> **Your assignment**
Reproduce all the data, character for character.
Data START
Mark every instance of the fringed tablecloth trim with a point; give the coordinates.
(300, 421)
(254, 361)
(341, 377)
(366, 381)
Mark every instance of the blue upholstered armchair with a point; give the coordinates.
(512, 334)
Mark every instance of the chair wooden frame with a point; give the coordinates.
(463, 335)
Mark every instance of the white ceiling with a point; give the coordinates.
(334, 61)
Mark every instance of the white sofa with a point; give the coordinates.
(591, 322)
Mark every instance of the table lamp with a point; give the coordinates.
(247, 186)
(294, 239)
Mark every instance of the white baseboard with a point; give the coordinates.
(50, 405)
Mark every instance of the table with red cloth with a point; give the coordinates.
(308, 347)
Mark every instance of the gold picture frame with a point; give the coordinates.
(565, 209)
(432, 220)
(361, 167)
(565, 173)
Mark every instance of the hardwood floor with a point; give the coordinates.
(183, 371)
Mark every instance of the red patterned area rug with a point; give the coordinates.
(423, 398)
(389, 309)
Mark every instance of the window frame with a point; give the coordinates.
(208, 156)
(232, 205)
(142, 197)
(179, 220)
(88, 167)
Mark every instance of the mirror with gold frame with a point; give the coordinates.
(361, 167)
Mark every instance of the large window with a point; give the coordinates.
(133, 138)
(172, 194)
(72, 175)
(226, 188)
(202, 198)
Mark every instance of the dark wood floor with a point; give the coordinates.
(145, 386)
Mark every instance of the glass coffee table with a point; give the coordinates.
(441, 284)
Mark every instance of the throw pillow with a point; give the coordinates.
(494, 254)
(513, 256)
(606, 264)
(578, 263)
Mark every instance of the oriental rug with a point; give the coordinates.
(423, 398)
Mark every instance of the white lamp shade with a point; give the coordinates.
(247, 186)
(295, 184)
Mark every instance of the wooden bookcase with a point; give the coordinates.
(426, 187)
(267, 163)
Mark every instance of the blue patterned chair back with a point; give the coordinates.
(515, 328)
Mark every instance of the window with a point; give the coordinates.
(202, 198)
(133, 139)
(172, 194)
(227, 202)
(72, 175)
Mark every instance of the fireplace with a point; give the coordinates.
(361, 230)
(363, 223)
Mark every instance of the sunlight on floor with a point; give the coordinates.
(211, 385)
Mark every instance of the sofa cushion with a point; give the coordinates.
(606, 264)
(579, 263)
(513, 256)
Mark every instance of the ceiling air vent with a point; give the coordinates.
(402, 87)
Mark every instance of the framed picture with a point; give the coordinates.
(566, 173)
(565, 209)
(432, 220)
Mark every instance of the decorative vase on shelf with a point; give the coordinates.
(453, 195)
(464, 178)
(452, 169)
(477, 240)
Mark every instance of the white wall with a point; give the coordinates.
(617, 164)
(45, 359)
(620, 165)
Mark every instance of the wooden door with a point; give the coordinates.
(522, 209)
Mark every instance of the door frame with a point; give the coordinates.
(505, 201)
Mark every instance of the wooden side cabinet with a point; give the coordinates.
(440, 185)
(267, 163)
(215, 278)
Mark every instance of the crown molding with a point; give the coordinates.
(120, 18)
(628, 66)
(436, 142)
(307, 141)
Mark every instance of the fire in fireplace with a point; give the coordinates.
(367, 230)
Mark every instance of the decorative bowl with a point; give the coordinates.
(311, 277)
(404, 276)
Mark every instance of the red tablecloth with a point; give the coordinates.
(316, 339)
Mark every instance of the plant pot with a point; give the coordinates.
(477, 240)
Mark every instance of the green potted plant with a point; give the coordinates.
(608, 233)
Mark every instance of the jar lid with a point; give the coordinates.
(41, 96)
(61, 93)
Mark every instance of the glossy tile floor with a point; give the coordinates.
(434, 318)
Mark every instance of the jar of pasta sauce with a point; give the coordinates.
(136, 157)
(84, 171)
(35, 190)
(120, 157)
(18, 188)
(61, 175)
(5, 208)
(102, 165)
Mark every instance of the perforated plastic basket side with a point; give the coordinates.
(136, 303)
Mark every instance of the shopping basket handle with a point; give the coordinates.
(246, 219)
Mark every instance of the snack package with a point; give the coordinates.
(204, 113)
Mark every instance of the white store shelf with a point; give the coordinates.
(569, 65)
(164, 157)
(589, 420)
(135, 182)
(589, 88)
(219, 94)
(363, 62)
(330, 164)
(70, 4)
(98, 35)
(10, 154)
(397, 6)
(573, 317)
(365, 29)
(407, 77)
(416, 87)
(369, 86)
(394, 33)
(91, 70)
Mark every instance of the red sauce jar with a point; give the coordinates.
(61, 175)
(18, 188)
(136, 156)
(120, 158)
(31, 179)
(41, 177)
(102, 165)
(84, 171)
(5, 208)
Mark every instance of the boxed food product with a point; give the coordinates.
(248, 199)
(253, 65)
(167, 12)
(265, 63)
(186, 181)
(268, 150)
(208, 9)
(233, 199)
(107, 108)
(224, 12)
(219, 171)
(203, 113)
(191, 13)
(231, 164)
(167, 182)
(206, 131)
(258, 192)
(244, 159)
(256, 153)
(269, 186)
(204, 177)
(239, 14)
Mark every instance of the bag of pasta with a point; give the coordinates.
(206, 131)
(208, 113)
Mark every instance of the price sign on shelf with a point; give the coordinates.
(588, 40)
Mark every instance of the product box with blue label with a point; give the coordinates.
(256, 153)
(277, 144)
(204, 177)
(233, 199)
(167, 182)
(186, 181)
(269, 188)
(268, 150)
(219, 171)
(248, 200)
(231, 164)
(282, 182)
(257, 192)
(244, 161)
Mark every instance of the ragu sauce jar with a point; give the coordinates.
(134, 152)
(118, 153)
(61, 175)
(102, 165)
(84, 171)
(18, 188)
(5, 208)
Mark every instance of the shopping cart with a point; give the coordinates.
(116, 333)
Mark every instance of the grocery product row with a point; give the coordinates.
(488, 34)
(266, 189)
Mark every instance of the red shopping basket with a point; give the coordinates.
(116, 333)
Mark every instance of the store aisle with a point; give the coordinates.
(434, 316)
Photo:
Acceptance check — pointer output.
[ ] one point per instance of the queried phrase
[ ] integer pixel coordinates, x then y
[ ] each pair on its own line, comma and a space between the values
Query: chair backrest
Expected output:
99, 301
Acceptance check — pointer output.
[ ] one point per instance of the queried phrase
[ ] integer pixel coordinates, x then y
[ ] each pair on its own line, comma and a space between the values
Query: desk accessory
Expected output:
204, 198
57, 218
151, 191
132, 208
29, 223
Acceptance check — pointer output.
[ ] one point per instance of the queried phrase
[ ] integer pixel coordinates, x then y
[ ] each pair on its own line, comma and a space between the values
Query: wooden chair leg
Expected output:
Data END
> **Task response**
Mark every instance of the fringed tablecloth trim with a point; give the coordinates.
(300, 421)
(254, 361)
(341, 377)
(366, 381)
Mark every instance of the blue upholstered armchair with a point; give the coordinates.
(512, 334)
Mark every instance of the chair wooden frame with a point; give the coordinates.
(463, 335)
Mark every instance of the white ceiling with a point; give the coordinates.
(334, 61)
Mark every instance of the white sofa with a point; give the coordinates.
(591, 322)
Mark every instance of the table lamp with a point; give the coordinates.
(247, 186)
(294, 239)
Mark every instance of the white baseboard with a point; give the coordinates.
(50, 405)
Mark every instance of the table with red cloth with a point; give the coordinates.
(308, 347)
Mark every instance of the gold picture frame with a point; give the coordinates.
(565, 209)
(432, 220)
(361, 167)
(565, 173)
Mark every instance of the hardwood floor with a point; give the coordinates.
(183, 371)
Mark every instance of the red patterned area rug with a point; give the coordinates.
(423, 398)
(389, 309)
Mark every instance of the window frame with a point; give the coordinates.
(208, 156)
(232, 205)
(142, 197)
(179, 220)
(88, 167)
Mark every instance of the mirror with gold frame with a point; give the coordinates.
(361, 167)
Mark every instance of the large window with a point; give the coordinates.
(133, 138)
(172, 194)
(72, 175)
(226, 188)
(202, 198)
Mark every instance of the dark wood floor with a point; give the coordinates.
(145, 386)
Mark every instance of the glass coffee table with a point; give the coordinates.
(441, 284)
Mark every instance of the throw pillow with a point; give the coordinates.
(494, 254)
(513, 256)
(606, 264)
(578, 263)
Mark every instance of the oriental rug with a point; give the coordinates.
(423, 398)
Mark every instance of the white lamp shade with a point; give the coordinates.
(247, 186)
(295, 184)
Mark every instance of the wooden bookcase with a point; give the coordinates.
(426, 187)
(267, 163)
Mark every instance of the blue patterned chair back with a point; give the coordinates.
(515, 328)
Mark every instance of the window with a point; give the coordinates.
(202, 198)
(133, 139)
(172, 194)
(227, 202)
(72, 175)
Mark every instance of the fireplace with a point; give the coordinates.
(361, 230)
(363, 223)
Mark every instance of the sunlight on floor with a point; give the coordinates.
(211, 385)
Mark every instance of the sofa cushion with a point; give the coordinates.
(606, 264)
(579, 263)
(513, 256)
Mark every instance of the ceiling air vent with a point; give the coordinates.
(402, 87)
Mark every instance of the framed picture with a point; give the coordinates.
(566, 173)
(565, 209)
(432, 220)
Mark every instance of the decorative vase on shelf with a point; give the coordinates.
(453, 195)
(464, 178)
(452, 169)
(477, 240)
Mark every instance of the white wall with a point; give the coordinates.
(617, 164)
(45, 359)
(620, 165)
Mark every instance of the wooden door with a point; give the coordinates.
(522, 209)
Mark every instance of the door frame with a point; give the coordinates.
(505, 201)
Mark every instance of the wooden side cabinet with a point; give the coordinates.
(440, 185)
(267, 163)
(215, 278)
Mark every instance of the crown molding with a point; give the coordinates.
(120, 18)
(628, 66)
(436, 142)
(307, 141)
Mark every instance of the fire in fireplace with a point; give the coordinates.
(367, 230)
Mark every instance of the decorative bowl with a point; give the coordinates.
(311, 277)
(404, 276)
Mark every instance of the red tablecloth with a point; give the coordinates.
(316, 339)
Mark every instance of the plant pot with a point; give the coordinates.
(477, 240)
Mark every instance of the green potted plant with a point; give the coordinates.
(608, 233)
Mark every instance of the jar lid with a point; give the coordinates.
(41, 96)
(61, 93)
Mark every instance of the glossy tile floor with a point; give the coordinates.
(434, 318)
Mark every instance of the jar of pasta sauce with a point; give the coordinates.
(136, 157)
(84, 171)
(35, 190)
(120, 157)
(18, 188)
(61, 175)
(5, 208)
(102, 165)
Mark every instance of the perforated plastic basket side with a point; give the coordinates.
(136, 303)
Mark every instance of the shopping basket handle with a point; give the coordinates.
(246, 219)
Mark every instance of the snack package with a point; give the coordinates.
(204, 113)
Mark every instance of the white store shelf with a point; give the coordinates.
(569, 65)
(164, 157)
(589, 420)
(135, 182)
(589, 88)
(219, 94)
(363, 62)
(330, 164)
(70, 4)
(98, 35)
(10, 154)
(397, 6)
(573, 317)
(365, 29)
(407, 77)
(416, 87)
(369, 86)
(394, 33)
(91, 70)
Mark every instance of the red sauce jar with a point; give the coordinates.
(61, 175)
(18, 188)
(136, 156)
(120, 158)
(31, 179)
(41, 177)
(102, 165)
(84, 171)
(5, 208)
Mark every instance of the boxed food product with a point; give the coordinates.
(248, 199)
(253, 65)
(167, 12)
(265, 63)
(186, 181)
(268, 150)
(208, 9)
(233, 199)
(107, 108)
(224, 12)
(219, 171)
(203, 113)
(191, 13)
(231, 164)
(167, 182)
(206, 131)
(258, 192)
(244, 159)
(256, 153)
(269, 186)
(204, 177)
(239, 14)
Mark every instance of the bag of pasta with a point; give the coordinates.
(206, 131)
(208, 113)
Mark every instance of the price sign on shelf with a point; give the coordinates.
(588, 40)
Mark every instance of the product box with blue label with a point; give the coordinates.
(256, 153)
(277, 144)
(204, 177)
(233, 199)
(167, 182)
(186, 181)
(269, 188)
(268, 150)
(219, 171)
(248, 200)
(231, 164)
(282, 182)
(257, 192)
(244, 161)
Mark every instance of the ragu sauce jar with a point; give the coordinates.
(134, 152)
(118, 153)
(61, 175)
(102, 165)
(84, 171)
(18, 188)
(5, 208)
Mark every instance of the shopping cart with a point; give the coordinates.
(116, 333)
Mark every instance of the grocery product row with a point; give the coordinates.
(488, 34)
(266, 189)
Mark every instance of the red shopping basket with a point; give the coordinates.
(116, 333)
Mark every instance of the store aisle with a point; give the coordinates.
(434, 316)
Photo:
Acceptance check — pointer output.
[ ] one point per instance of the queried phrase
[ ] integer pixel coordinates, x then y
[ ] each pair on its own line, comma and a space between the values
Query: chair backrest
Expected output:
99, 301
Acceptance check — pointer output.
[ ] one point per instance of the queried phrase
[ ] integer pixel coordinates, x then y
[ ] each pair on its own line, comma and a space between the values
Query: desk accessory
Expected output:
204, 198
57, 218
151, 191
132, 208
29, 223
Acceptance check — pointer output.
[ ] one point per instance of the queried phrase
[ ] integer pixel coordinates, x then y
[ ] each pair on its own line, comma and a space between the values
Query: wooden chair leg
Expected output:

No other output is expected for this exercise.